#### Stated problem:
The records that follow must be repeated verbatim, every one of them.

(Rows from a dataset)

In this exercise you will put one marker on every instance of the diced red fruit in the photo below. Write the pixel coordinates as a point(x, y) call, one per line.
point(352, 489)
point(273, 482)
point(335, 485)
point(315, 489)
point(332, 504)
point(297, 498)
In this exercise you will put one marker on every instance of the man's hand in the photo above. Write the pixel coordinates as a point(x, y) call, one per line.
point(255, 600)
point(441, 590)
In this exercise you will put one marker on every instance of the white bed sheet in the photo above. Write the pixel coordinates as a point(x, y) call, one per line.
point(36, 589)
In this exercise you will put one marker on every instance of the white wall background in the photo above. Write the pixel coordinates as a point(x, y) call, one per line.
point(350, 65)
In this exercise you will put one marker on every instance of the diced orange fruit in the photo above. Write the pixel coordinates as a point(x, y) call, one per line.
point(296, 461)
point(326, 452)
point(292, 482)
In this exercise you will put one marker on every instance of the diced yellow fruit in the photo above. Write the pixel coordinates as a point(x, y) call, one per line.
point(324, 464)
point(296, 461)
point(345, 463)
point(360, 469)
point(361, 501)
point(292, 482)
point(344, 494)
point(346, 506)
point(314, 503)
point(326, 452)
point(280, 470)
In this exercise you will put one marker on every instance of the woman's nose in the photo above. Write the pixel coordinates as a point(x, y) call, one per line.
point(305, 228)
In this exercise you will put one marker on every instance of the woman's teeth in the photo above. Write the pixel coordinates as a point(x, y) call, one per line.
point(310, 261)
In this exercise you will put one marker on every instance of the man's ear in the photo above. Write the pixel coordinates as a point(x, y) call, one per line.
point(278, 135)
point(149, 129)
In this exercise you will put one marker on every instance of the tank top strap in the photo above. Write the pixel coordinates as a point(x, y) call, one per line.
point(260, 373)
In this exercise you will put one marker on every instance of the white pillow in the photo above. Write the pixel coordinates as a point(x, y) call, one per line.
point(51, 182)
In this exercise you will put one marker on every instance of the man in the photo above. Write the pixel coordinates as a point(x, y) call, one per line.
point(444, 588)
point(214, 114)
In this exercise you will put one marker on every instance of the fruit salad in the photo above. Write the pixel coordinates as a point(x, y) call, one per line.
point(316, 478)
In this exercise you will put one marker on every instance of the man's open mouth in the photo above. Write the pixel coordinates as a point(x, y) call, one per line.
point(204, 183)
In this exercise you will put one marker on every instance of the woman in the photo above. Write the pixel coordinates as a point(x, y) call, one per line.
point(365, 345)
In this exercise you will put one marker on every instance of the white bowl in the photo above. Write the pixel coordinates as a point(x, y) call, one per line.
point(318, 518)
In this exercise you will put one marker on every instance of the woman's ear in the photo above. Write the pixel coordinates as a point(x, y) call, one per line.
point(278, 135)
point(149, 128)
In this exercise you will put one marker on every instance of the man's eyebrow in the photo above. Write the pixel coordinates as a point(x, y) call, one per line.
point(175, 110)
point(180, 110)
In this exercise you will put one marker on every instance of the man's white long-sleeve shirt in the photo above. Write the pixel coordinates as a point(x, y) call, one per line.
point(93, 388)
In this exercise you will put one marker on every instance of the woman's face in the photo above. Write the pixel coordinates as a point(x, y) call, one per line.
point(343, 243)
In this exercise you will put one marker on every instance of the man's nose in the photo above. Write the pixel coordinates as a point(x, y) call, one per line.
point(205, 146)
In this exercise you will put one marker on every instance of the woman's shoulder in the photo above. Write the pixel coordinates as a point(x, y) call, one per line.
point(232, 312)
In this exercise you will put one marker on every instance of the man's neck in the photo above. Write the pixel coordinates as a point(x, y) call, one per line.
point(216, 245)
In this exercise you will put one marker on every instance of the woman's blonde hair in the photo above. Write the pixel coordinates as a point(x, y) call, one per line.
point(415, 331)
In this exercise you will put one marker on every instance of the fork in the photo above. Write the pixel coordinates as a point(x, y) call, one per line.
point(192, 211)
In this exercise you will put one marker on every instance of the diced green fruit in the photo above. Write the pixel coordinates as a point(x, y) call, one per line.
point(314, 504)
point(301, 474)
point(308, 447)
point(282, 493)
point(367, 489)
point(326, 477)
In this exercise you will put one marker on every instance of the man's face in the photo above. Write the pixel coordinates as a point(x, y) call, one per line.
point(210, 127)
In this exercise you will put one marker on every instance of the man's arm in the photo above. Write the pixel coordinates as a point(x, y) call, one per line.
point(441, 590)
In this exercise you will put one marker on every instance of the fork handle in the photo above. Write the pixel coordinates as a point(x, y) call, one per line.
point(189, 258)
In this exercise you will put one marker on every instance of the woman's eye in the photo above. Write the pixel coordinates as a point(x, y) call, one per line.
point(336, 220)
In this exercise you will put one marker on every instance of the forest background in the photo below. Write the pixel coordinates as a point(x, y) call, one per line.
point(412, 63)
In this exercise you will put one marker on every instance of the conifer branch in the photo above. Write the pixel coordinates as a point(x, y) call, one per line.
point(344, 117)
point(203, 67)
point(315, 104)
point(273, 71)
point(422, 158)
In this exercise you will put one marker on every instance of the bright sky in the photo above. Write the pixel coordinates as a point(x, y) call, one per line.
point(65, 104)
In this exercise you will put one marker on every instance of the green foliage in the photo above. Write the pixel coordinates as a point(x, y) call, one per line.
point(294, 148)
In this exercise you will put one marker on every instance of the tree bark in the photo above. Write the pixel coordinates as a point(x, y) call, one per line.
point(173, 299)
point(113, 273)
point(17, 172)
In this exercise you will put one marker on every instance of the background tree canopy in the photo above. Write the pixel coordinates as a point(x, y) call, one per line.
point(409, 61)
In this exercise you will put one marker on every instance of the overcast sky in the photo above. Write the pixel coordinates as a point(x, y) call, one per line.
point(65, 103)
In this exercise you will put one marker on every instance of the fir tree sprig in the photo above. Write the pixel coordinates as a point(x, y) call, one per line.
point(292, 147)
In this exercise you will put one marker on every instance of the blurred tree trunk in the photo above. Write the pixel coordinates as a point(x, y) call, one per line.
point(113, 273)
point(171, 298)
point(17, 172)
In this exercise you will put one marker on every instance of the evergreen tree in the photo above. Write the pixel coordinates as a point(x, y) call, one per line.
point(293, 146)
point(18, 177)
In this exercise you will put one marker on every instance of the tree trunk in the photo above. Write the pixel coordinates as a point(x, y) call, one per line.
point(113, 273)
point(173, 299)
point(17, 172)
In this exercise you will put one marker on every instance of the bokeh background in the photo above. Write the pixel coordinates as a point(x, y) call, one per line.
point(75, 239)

#### Expected answer:
In this exercise you will put one marker on every instance of the diced red fruit in the photo below. Write the pixel coordinates as a point(x, y) call, one per line.
point(352, 489)
point(273, 482)
point(335, 485)
point(315, 489)
point(332, 504)
point(297, 498)
In this exercise you will put one marker on every instance of the man's hand in the photo above. Write the pixel coordinates as a point(x, y) call, one per line.
point(255, 600)
point(441, 590)
In this exercise you will put one marker on every instance of the white bed sheet in the photo above. Write the pixel coordinates as a point(x, y) call, one per line.
point(36, 589)
In this exercise you will put one marker on every instance of the white wall background in the photo above. Write the pixel coordinates as a point(x, y) call, one per line.
point(350, 65)
In this exercise you will put one marker on every instance of the diced orange fruit in the photo above. Write the pixel coordinates as a point(x, y) call, one per line.
point(296, 461)
point(326, 452)
point(292, 482)
In this exercise you will put one marker on every instance of the diced yellow fruit in the photo above. Write the pixel coordinates as a point(x, y) call, one per line.
point(324, 464)
point(296, 461)
point(345, 463)
point(360, 469)
point(361, 501)
point(292, 482)
point(344, 494)
point(346, 506)
point(314, 503)
point(326, 452)
point(280, 470)
In this exercise you will put one marker on every instance of the woman's nose in the photo above. Write the pixel coordinates as a point(x, y) call, one per line.
point(305, 228)
In this exercise you will put one marker on every instance of the woman's teeth in the photo above. Write the pixel coordinates as a point(x, y) call, one per line.
point(310, 261)
In this exercise you will put one marker on every instance of the man's ear in the photo above. Write the pixel coordinates as a point(x, y) call, one per line.
point(278, 135)
point(149, 129)
In this exercise you will put one marker on every instance of the tank top strap in the photo above. Write the pixel coordinates as a point(x, y) call, one per line.
point(260, 373)
In this exercise you will put one marker on every instance of the white pillow in the photo above. Write the pixel coordinates as a point(x, y) call, one per line.
point(51, 182)
In this exercise you will put one marker on every instance of the man in the photo above. Write the pixel coordinates as a point(x, y) call, one per line.
point(444, 588)
point(214, 114)
In this exercise you will put one marker on every instance of the fruit salad in the photo above. Write the pixel coordinates as a point(x, y) call, one per line.
point(316, 478)
In this exercise you will put one marker on every instance of the man's open mouth in the photo above. Write the pixel coordinates as a point(x, y) call, one per line.
point(204, 183)
In this exercise you will put one marker on every instance of the woman in the photo above. Write the pixel coordinates as a point(x, y) call, one per line.
point(365, 345)
In this exercise you will put one marker on every instance of the white bowl in the photo above. Write the pixel coordinates as a point(x, y) call, one per line.
point(318, 518)
In this exercise you will put one marker on every instance of the woman's ear in the photo above. Write the pixel coordinates as a point(x, y) call, one per line.
point(278, 135)
point(149, 128)
In this exercise you will put one marker on every instance of the man's eyebrow in the photo above. Write the pixel coordinates as a point(x, y) call, one per line.
point(175, 110)
point(180, 110)
In this exercise you will put one marker on every instance of the man's white long-sleeve shirt in the photo above. Write the pixel coordinates as a point(x, y) call, one per line.
point(93, 388)
In this exercise you will put one marker on every instance of the woman's face in the photo above. Write the pixel coordinates as a point(x, y) call, one per line.
point(343, 243)
In this exercise you will put one marker on every instance of the man's nose in the photo above. Write the pixel coordinates as a point(x, y) call, one per line.
point(205, 146)
In this exercise you will put one marker on every instance of the woman's shoulder in the photo above. Write the pixel coordinates as a point(x, y) call, one per line.
point(232, 312)
In this exercise you will put one marker on every instance of the man's neck in the photo above. Write the pixel coordinates as a point(x, y) call, one per line.
point(216, 245)
In this exercise you will put one marker on every instance of the woman's blonde hair in the photo above. Write the pixel coordinates as a point(x, y) call, one per line.
point(415, 331)
In this exercise you will put one marker on every instance of the fork in the photo above. Write the pixel coordinates as a point(x, y) call, one per line.
point(192, 211)
In this exercise you will put one marker on every instance of the diced green fruit in the photo above. Write the pixel coordinates as a point(x, y) call, one per line.
point(314, 504)
point(301, 474)
point(308, 447)
point(282, 493)
point(367, 489)
point(326, 477)
In this exercise you will put one marker on every instance of the man's face in the photo above. Write the pixel coordinates as a point(x, y) call, one per line.
point(210, 127)
In this exercise you will put one marker on every instance of the man's arm in the photo above. Write the pixel coordinates as a point(x, y) call, one per line.
point(441, 590)
In this exercise you will put one marker on every instance of the fork handle in the photo above. Write the pixel coordinates as a point(x, y) call, one per line.
point(189, 258)
In this exercise you will put one marker on every instance of the woman's eye in the photo above. Write the pixel coordinates as a point(x, y) call, one per line.
point(336, 220)
In this exercise you will put one marker on every instance of the forest background in the photo below. Write the pixel coordinates as a point(x, y) call, one per line.
point(412, 63)
In this exercise you will put one marker on every instance of the conifer branch in the photo above. Write the pixel coordinates as a point(x, y) call, one per line.
point(344, 117)
point(203, 67)
point(315, 104)
point(273, 71)
point(422, 158)
In this exercise you will put one marker on every instance of the bright sky in the photo above. Write the pixel coordinates as a point(x, y) call, one per line.
point(65, 104)
In this exercise you will put one marker on every instance of the green foliage in the photo above. Write the pixel coordinates as a point(x, y) call, one per line.
point(294, 148)
In this exercise you will put one marker on every instance of the tree bark in the photo above. Write the pixel coordinates as a point(x, y) call, one per line.
point(173, 299)
point(113, 273)
point(17, 172)
In this exercise you will put one marker on every instance of the background tree canopy in the photo above. Write the pixel coordinates as a point(x, y) call, one per line.
point(409, 61)
In this exercise you will put one marker on every instance of the overcast sky in the photo above. Write the pixel coordinates as a point(x, y) call, one per line.
point(65, 103)
In this exercise you will put one marker on every instance of the fir tree sprig in the photo above. Write the pixel coordinates as a point(x, y) call, one per line.
point(292, 147)
In this exercise you will put one marker on every instance of the blurred tree trunk in the photo above. Write the pixel coordinates as a point(x, y) call, one per line.
point(113, 273)
point(171, 298)
point(17, 172)
In this exercise you will put one marker on every instance of the evergreen tree in the photo above. Write the pixel coordinates as a point(x, y) call, one per line.
point(293, 146)
point(18, 177)
In this exercise you will put one marker on every instance of the tree trunk in the photo above. Write the pixel coordinates as a point(x, y) call, one per line.
point(113, 273)
point(173, 299)
point(17, 172)
In this exercise you will put one marker on every instance of the bokeh background in the photo above. Write the pixel coordinates as a point(x, y) call, one per line.
point(75, 239)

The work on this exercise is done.